Exercise input

┌──

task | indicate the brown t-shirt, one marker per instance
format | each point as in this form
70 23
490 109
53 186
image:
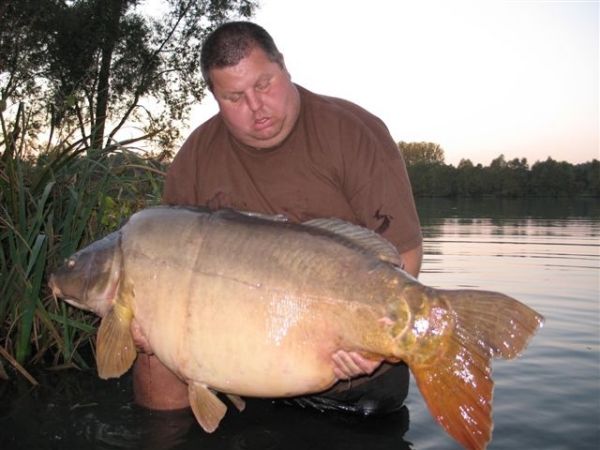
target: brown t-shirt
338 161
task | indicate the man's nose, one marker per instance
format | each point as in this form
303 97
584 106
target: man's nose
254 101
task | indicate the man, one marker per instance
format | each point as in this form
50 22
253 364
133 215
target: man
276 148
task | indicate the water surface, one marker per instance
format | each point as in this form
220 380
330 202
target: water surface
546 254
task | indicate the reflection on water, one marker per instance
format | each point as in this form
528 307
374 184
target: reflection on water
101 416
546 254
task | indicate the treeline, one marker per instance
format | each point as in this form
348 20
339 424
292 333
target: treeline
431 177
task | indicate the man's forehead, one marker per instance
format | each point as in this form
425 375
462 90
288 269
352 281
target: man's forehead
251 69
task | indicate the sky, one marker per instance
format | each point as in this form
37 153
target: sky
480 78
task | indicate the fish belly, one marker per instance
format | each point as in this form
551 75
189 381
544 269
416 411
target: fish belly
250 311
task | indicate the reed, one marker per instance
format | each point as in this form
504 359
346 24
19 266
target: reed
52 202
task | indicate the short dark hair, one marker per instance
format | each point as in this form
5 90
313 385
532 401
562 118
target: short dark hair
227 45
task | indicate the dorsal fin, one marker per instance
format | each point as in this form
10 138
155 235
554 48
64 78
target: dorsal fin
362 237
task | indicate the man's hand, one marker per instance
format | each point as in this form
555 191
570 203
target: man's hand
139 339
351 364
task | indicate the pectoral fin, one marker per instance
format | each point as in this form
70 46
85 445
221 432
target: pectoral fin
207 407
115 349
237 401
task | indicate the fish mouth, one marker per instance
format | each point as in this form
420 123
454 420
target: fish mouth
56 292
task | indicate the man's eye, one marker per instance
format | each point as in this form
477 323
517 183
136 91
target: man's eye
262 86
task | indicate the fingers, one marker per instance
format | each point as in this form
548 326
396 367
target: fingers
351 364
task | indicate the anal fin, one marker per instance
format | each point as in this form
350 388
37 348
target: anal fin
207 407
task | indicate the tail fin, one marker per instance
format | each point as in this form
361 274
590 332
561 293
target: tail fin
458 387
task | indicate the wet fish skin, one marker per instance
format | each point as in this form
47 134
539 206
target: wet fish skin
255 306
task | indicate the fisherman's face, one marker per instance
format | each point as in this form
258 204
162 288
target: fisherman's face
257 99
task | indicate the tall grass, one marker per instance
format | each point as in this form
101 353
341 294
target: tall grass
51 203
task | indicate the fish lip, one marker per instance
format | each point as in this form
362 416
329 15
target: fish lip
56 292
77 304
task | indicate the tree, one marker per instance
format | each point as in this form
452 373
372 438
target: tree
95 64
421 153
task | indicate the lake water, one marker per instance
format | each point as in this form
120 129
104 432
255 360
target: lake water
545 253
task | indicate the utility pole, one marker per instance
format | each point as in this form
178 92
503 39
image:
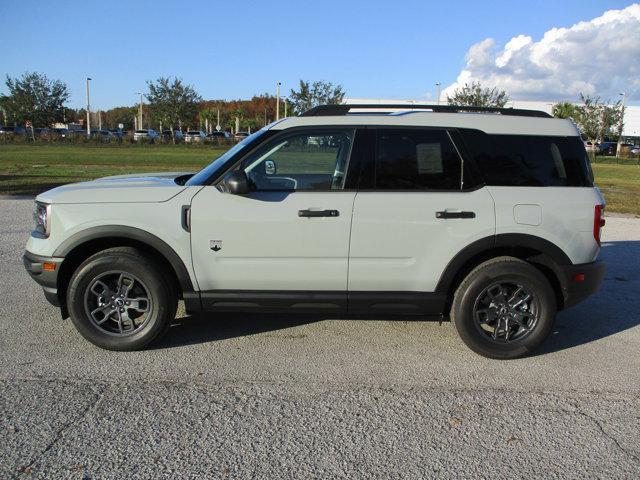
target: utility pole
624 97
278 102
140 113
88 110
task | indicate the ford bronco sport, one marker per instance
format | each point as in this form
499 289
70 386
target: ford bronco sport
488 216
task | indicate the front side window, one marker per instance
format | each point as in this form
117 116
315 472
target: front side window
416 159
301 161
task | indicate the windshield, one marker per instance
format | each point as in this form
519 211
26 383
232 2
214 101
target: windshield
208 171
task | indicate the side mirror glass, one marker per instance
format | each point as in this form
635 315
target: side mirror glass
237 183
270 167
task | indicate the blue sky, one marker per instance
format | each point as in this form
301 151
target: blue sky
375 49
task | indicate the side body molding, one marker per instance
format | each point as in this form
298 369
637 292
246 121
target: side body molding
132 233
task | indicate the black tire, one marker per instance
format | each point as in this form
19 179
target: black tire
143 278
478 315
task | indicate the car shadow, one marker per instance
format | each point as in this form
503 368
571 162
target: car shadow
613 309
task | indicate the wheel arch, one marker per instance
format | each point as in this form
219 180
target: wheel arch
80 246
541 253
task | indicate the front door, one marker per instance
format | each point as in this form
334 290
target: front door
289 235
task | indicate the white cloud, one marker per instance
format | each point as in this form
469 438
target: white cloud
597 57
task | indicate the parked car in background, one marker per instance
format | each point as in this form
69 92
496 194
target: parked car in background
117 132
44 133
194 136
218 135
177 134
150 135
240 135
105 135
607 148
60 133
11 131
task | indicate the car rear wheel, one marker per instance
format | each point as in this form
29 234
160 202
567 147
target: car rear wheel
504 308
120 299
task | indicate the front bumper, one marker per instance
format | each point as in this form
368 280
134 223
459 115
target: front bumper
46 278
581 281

└──

Problem details
Begin with the line holding "target: windshield" and end with the last line of the material. Write out those lines exactly, and only those.

Solution to the exercise
target: windshield
208 171
task | indicate the side mirror glass, one marker per instance
format | each point as in this form
635 315
target: side mirror glass
237 183
270 167
task | indicate the blue sky, one marker per instance
format | each point as in this form
301 151
target: blue sky
375 49
task | indicate the side body molding, one marker per instance
format | each point as in this form
298 369
637 292
246 121
target: side body molding
132 233
task | indicate the black tire, one marker per instance
format | each point as in this form
19 179
target: black tire
143 278
478 315
task | indicate the car shadow, one marker per instance
format | each point as in this form
503 368
571 162
target: car shadow
613 309
task | indicate the wheel arch, one marker per instance
format | each point as in this form
219 180
target: wheel arch
80 246
541 253
task | indicate the front door, one marker per instance
format | each point as in this form
334 290
target: front door
289 235
task | indicate the white cloud, one marker per instance
format | each point as in this form
469 438
target: white cloud
597 57
task | indicate the parked car in background, one marker per instance
format | each point as in this form
69 92
496 194
target: parked car in background
117 132
44 133
194 136
218 135
177 134
150 135
240 135
105 135
607 148
60 133
11 131
task | indicate the car rear wheel, one marker per instance
format | each point as in this form
29 234
160 202
567 147
target: car rear wheel
504 308
120 299
task | indicate the front bumper, one marker per instance
format | each point as in this form
368 280
134 223
459 115
target: front bumper
46 278
581 281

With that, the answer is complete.